- **ЗАДАНИЯ**:
- A) Определите, согласуются ли с отрывком о книге Маруси Климовой «Моя теория литературы» три утверждения. Ответ на каждое дайте словом «да» или «нет» и приведите решающие слова отрывка в точной цитате. (i) Презентация книги прошла 22 октября 2009 года в Доме Книги в Санкт-Петербурге. (ii) Экземпляр книги был получен уже после ее официального выхода. (iii) В разделе «Новинки» книга соседствовала с «Изысканиями» Александра Секацкого.
- B) Напишите продолжение отрывка о книге Маруси Климовой «Моя теория литературы», начиная сразу после его последнего предложения.

- **ОТРЫВОК**:
Телевизор на даче, как книга в туалете — неиссякаемый кладезь мудрости.
М. Климова “Моя теория литературы”
Презентация новой книги Маруси Климовой «Моя теория литературы» случилась 22 октября 2009 в Доме Книги (Санкт-Петербург), после чего она перекочевала в раздел «Новинки» по соседству с Александром Секацким «Изыскания», Салман Рушди «Флорентийская чародейка», Егором Гайдаром «Власть и собственность», Эдмондом Шарль-Ру «Непутевая Шанель» и многими другими. Там я обрела «Мою теорию литературы» вновь.
По счастливому стечению обстоятельств или с «легкой руки» «Моя теория литературы» оказалась в моих руках чуть раньше официального выхода, причем из самих рук Маруси Климовой, что я в полной мере осознала чуть позже, возрадовавшись уже минувшей, но не упущенной возможности прежде-временного владения тем, что мне не принадлежит. Это, скорее всего, звучит сложно, но является правдой, и ничего тут не попишешь. Остается только читать и жить. Именно, что читать Марусю Климову лучше по жизни, во времени, в промежутке, останавливаясь, закрывая книгу, без желания вернуться к ней вновь, потому что сама внешняя ситуация произведет инициирующий жест возвращения. Книга Маруси Климовой эффективна, в том смысле, что она работает как эффект неузнавания, но что еще важнее: она работает! “Моя теория литературы” необычайно присвояема, потому-то она и моя. Это не её, нет, это моя, моя теория литературы, понимаете, что происходит? Вот и я сначала не поняла.

- **ИСХОДНЫЕ ДАННЫЕ**:
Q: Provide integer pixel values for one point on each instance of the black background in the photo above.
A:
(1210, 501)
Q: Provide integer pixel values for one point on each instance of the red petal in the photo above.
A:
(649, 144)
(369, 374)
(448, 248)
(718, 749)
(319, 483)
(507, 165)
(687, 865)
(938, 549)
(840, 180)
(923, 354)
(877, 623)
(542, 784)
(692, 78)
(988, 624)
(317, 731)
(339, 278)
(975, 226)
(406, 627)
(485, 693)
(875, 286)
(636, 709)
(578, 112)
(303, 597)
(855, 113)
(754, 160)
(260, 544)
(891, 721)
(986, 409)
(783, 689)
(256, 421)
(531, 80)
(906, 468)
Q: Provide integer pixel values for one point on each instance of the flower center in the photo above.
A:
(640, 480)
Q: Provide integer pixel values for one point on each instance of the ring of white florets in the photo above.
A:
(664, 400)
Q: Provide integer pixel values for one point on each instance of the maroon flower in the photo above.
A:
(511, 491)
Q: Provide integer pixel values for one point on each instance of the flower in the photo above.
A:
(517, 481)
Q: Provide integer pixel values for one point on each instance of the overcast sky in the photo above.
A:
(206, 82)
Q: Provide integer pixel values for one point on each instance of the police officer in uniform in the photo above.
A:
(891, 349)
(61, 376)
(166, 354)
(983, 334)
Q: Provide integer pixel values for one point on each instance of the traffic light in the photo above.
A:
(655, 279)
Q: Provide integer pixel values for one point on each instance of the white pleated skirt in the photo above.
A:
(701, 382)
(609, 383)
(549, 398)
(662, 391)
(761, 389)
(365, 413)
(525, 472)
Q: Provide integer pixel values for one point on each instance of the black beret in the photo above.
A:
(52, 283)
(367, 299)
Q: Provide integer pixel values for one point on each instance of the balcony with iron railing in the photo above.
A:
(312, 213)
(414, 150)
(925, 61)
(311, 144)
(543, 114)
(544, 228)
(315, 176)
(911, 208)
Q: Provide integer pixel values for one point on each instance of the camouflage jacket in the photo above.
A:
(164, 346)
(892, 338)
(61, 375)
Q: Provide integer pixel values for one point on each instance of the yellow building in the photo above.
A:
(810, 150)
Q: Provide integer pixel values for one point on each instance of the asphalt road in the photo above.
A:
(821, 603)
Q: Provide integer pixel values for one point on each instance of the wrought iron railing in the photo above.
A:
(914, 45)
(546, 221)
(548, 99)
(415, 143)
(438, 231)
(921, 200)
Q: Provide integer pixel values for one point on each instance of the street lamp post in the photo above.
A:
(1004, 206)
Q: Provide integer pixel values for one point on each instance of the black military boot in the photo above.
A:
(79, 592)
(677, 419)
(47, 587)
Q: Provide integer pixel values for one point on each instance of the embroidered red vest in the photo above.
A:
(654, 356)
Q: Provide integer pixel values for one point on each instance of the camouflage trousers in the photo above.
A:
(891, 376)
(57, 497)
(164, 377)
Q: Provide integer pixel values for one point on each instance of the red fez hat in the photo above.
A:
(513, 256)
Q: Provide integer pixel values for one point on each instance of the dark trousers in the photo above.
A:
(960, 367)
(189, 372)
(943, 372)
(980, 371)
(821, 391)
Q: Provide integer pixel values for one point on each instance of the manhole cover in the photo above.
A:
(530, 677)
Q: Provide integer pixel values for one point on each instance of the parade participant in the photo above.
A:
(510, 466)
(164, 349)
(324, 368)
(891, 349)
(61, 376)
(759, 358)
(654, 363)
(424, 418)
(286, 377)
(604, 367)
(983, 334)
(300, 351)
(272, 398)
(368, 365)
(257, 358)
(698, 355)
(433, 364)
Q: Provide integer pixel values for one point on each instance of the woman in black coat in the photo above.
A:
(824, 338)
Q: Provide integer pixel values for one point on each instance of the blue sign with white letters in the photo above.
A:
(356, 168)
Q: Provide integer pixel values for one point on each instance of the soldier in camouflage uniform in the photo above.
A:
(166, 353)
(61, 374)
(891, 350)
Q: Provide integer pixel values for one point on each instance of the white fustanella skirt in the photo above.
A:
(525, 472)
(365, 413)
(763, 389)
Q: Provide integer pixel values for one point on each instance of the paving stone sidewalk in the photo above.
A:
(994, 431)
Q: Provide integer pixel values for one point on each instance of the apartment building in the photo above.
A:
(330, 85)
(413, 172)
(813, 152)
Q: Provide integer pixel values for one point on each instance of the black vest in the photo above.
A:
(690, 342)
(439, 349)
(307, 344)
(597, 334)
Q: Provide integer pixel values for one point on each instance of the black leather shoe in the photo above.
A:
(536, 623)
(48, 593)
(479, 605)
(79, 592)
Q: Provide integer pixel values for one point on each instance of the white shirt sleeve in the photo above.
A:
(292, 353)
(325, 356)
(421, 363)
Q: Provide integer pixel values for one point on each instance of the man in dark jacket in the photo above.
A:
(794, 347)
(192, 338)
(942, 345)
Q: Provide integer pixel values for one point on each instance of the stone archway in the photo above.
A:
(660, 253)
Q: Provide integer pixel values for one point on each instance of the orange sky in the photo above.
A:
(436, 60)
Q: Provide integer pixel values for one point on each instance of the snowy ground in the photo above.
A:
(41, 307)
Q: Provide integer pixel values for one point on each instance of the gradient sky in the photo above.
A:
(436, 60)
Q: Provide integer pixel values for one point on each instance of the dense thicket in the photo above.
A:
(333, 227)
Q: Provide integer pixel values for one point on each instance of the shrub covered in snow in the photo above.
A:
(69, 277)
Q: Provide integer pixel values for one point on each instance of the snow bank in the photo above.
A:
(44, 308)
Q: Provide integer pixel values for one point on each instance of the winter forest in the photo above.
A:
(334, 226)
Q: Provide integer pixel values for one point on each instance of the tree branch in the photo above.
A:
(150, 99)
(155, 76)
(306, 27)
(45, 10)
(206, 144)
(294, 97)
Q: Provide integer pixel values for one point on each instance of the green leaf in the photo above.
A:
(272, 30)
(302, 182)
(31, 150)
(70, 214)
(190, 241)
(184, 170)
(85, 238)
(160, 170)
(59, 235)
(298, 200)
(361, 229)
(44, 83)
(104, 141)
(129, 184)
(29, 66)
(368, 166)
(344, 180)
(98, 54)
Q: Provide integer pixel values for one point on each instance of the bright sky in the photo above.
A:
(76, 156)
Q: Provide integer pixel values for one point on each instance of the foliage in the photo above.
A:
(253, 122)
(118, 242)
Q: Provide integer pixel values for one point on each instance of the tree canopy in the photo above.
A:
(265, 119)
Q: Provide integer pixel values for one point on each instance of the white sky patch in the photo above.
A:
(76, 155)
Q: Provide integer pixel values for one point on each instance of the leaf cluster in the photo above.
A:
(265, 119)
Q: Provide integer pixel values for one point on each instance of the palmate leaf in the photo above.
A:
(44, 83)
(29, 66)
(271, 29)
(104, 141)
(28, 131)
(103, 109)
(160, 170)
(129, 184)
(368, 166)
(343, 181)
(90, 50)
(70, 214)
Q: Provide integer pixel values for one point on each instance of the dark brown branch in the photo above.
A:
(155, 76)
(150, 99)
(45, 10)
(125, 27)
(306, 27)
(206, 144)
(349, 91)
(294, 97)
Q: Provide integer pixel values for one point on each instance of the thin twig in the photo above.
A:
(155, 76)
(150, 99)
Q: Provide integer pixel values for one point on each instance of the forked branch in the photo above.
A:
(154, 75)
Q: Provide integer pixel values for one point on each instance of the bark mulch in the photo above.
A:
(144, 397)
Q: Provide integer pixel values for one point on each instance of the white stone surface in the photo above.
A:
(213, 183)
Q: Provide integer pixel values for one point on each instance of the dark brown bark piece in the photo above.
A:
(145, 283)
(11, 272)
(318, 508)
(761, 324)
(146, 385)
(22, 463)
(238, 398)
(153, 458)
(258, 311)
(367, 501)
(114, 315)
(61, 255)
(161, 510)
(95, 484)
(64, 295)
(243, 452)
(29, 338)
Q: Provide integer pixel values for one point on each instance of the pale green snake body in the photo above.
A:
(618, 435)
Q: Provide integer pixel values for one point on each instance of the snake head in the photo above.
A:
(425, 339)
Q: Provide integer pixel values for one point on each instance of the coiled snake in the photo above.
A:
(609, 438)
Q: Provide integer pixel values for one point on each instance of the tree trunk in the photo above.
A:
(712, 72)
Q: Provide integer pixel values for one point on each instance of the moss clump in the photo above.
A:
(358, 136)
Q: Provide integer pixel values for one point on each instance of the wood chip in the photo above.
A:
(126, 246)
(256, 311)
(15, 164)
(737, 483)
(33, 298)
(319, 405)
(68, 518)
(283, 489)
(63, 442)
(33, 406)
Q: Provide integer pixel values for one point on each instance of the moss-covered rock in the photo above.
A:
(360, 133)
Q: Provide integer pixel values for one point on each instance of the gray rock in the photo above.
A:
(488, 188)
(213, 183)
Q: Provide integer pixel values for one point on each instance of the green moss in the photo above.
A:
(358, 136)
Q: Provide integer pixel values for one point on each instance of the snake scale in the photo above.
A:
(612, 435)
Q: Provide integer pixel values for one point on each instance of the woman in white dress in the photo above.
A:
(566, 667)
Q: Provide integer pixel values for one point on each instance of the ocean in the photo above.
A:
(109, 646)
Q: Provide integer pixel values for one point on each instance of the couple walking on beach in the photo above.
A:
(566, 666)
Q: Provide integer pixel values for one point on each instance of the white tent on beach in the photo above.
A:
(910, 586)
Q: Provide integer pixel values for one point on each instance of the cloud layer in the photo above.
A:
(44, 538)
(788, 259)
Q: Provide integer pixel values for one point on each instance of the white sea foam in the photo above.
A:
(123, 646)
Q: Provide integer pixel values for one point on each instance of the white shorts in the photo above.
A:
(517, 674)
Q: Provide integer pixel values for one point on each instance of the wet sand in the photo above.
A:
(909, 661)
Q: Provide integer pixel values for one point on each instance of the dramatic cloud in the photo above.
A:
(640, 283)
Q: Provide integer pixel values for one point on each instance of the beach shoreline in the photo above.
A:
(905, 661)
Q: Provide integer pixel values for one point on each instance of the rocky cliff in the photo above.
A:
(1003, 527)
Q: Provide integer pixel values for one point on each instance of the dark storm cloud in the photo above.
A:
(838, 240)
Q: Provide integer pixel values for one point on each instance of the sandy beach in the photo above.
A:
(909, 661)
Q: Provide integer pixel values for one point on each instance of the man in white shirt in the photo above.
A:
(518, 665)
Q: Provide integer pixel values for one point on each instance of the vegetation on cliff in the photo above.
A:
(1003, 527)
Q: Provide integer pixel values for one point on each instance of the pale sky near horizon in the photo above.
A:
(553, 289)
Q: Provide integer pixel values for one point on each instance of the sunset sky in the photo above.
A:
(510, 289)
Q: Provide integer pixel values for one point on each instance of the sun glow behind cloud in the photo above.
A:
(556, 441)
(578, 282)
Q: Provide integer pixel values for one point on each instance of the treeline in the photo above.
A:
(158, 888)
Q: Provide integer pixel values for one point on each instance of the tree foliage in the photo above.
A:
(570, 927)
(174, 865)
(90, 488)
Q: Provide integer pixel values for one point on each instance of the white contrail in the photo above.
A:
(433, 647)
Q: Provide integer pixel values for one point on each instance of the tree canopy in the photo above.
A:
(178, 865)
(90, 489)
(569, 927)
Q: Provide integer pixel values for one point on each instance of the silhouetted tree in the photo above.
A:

- **ОТВЕТЫ ПО ЗАДАНИЯМ**:
- A)
(i) Да: «Презентация новой книги Маруси Климовой «Моя теория литературы» случилась 22 октября 2009 в Доме Книги (Санкт-Петербург)».
(ii) Нет: «„Моя теория литературы“ оказалась в моих руках чуть раньше официального выхода».
(iii) Да: «перекочевала в раздел «Новинки» по соседству с Александром Секацким «Изыскания»».

- B)
Уже само название: «Моя теория литературы» функционирует как double-bind, двойное противоречивое послание. «Ты должен быть таким, как я, но ты не можешь быть, таким, как я» — на исходе Эдипа говорит отец ребенку, что буквально означает: ты должен быть таким же смелым, умелым, умным или мудаком, как я, но спать с матерью ты не можешь. Зато, когда подрастешь, ты сможешь сделать это с ее прототипом, то есть с фигурой ее замещающей. Так и Маруся Климова, сначала смотрит на тебя с обложки и говорит: «Моя теория литературы», но как только процесс чтения пошел, ты уже всегда обнаруживаешь ее в себе причем, как свою теорию литературы.
К примеру, cидишь на каком-нибудь очередном кино-клубе, и какая-то пронафталиненная «баба»[i] вдруг говорит: «из всех искусств для нас важнейшим является кино…» И ты вдруг значительно поднимаешь палец вверх и произносишь: «… и цирк». С каких это пор я договариваю ленинские фразы? – мелькает у меня мысль. Но уже в следующую секунду я начинаю про себя негодовать: вот и действительно и почему все всегда забывают о детской любви Ленина к цирку…. и ведь никто не задумывается о том, что и социализм рухнул, потому что цирк как «одно из важнейших» искусств утратило свою актуальность. По правде говоря, в цирке страшно неудобно, ведь обязательно сначала окажется, что твое место уже занято, но когда оно освободится, тут же какой-нибудь башкатый переросток усядется перед тобой и заслонит происходящее. Ты же, как умная девочка, заберешься на спинку кресла, ноги поставишь на сиденье и будешь глазеть: А там происходит «нечто замечательное! Маленькие толстенькие лилипутики в борцовских костюмах, схватившись коротенькими ручками, напоминавшими тюленьи ласты, старались повалить друг друга на усыпанный опилками пол. Очаровательная лилипуточка в отделанном блестками купальнике, изгибаясь как змея, пропускала голову меж собственных ножек, а потом «…» произошло самое главное: хорошенькая лилипуточка вынесла на сцену ксилофон и, быстро-быстро перебирая палочками с шариками на концах, сыграла: «Где-то на белом свете, там, где всегда мороз…». Cтоп: какие лилипуты, какой мороз, какой еще белый свет? Я то и в цирке, кажется, никогда не была, да и лилипута видела только один раз в тренажерном зале…или нет? Аааа…Маруся Климова…Моя теория литературы…Стиль и воля…в самом начале – точно.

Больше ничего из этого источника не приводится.